■ **YOUR GOAL**: Gather every line in the rows below that contains the string "instance", treating uppercase and lowercase letters as different.

■ **Position annotation rows**:
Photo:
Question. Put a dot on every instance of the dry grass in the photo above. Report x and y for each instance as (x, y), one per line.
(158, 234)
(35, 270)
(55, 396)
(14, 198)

---

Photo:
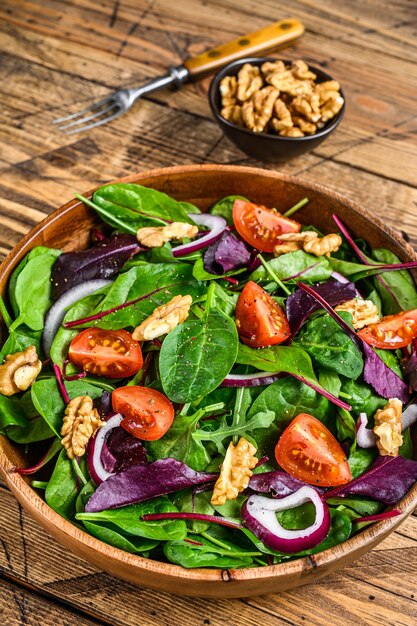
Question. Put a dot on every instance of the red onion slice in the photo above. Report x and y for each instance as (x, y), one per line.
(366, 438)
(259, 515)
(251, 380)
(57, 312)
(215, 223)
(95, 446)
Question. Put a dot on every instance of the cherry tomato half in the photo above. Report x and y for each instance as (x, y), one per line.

■ **SOLUTION FOR THIS PROBLEM**:
Question. Put a dot on every instance of the dry grass in the photo above. Report x and y for each instance as (x, y), one per line.
Question. Put a dot on every instance of the red onion slice in the photo above. Report x and y for each instance as (x, y), one per line.
Question. Put a dot on every instance of the cherry tomato half in the photo above. Report x and y for each instance as (x, y), one per line.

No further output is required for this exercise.